**Named-object pointing records:**
◇ ◇ ◇ ◇

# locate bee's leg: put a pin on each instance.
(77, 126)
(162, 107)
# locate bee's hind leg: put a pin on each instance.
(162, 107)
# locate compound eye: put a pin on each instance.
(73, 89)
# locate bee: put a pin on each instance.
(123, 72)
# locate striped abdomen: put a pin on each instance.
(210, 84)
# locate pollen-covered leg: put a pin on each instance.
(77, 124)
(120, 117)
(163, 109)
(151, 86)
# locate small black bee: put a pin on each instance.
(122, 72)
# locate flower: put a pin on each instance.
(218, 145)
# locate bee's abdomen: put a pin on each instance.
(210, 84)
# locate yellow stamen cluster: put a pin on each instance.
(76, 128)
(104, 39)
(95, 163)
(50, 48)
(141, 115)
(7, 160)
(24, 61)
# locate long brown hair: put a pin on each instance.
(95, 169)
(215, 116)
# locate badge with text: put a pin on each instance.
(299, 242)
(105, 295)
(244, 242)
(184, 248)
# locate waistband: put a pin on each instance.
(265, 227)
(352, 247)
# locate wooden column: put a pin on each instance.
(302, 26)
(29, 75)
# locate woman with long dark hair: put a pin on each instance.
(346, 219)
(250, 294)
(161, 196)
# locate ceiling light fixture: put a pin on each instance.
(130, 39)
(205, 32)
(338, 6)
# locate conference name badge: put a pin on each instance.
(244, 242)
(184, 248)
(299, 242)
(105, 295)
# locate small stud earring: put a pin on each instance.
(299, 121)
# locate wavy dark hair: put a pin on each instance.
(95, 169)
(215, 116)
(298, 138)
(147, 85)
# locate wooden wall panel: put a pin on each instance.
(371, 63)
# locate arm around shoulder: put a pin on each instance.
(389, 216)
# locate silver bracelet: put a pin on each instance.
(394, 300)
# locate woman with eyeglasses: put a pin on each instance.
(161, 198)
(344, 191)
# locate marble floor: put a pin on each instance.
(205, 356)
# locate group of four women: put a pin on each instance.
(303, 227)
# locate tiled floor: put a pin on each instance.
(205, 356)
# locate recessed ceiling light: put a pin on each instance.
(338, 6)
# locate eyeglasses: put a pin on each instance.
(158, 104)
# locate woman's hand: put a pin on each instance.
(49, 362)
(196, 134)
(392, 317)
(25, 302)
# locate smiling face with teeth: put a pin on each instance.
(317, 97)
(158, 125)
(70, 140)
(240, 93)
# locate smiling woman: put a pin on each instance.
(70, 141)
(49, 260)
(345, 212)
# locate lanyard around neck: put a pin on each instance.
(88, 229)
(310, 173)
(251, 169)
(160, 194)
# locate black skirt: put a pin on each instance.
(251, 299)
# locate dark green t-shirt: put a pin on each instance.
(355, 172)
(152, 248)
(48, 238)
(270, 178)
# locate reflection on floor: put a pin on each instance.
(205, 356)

◇ ◇ ◇ ◇

**Problem statement:**
Print all of the records above again, line for line and without any change.

**Complete answer:**
# locate bee's leg: put a pin on each instance.
(77, 126)
(162, 107)
# locate bee's hind leg: put a pin on each instance.
(162, 107)
# locate compound eye: put a pin on each instance.
(73, 89)
# locate bee: put a pin on each instance.
(123, 72)
# locate striped abdomen: put a pin on each instance.
(210, 84)
# locate pollen-covered leg: put a pin on each instance.
(77, 124)
(120, 117)
(163, 109)
(151, 86)
# locate small black bee: put a pin on each instance.
(122, 72)
# locate flower: put a pin on each instance.
(218, 145)
# locate bee's abdomen: put a pin on each instance.
(210, 84)
# locate yellow stamen cluster: put a pin on each instance.
(76, 128)
(104, 39)
(95, 163)
(50, 48)
(141, 115)
(7, 160)
(24, 61)
# locate long brown hair: put a pin on each instance.
(95, 169)
(215, 116)
# locate badge with text: put a pin on each instance.
(299, 242)
(105, 295)
(244, 242)
(184, 248)
# locate waistband: put a pin on each instance.
(265, 227)
(352, 247)
# locate wooden column: put a pin on each instance.
(302, 26)
(29, 75)
# locate woman with long dark hair: put a pin on each instance.
(346, 219)
(250, 294)
(161, 196)
# locate ceiling light fixture: put a pin on each instance.
(130, 39)
(205, 32)
(338, 6)
# locate conference name badge: put a pin on each instance.
(244, 242)
(184, 248)
(299, 242)
(105, 295)
# locate small stud earring: put a pin on each instance.
(299, 121)
# locate wavy dark hair: put a pin on each instance.
(95, 169)
(215, 116)
(298, 138)
(147, 85)
# locate wooden wall panel: put a pin on each instance.
(371, 63)
# locate arm around shoulder: put a pin on each instance.
(389, 216)
# locate silver bracelet: put a pin on each instance.
(394, 300)
# locate woman with eyeglasses: put a pin on each instance.
(161, 198)
(344, 191)
# locate marble floor: put a pin on each instance.
(205, 356)
# locate group of four women: put a pin on each instance.
(303, 227)
# locate tiled floor: put a pin on each instance.
(205, 356)
# locate recessed ceiling light: put a pin on each instance.
(338, 6)
# locate eyeglasses: put a pin on each instance.
(158, 104)
# locate woman's hand: put a pin on each instance.
(49, 362)
(196, 134)
(392, 317)
(25, 302)
# locate smiling face with teeth: put a pin on each instance.
(317, 97)
(158, 125)
(70, 140)
(240, 93)
# locate smiling woman: put a pin on each instance.
(70, 141)
(49, 260)
(345, 212)
# locate lanyard around neck: put a pin on each instance.
(88, 229)
(310, 173)
(251, 169)
(160, 194)
# locate black skirt: put a pin on each instance.
(251, 299)
# locate dark green t-shirt: put a pin on each instance.
(355, 172)
(152, 248)
(48, 238)
(270, 178)
# locate reflection on floor: put a pin on each instance.
(205, 356)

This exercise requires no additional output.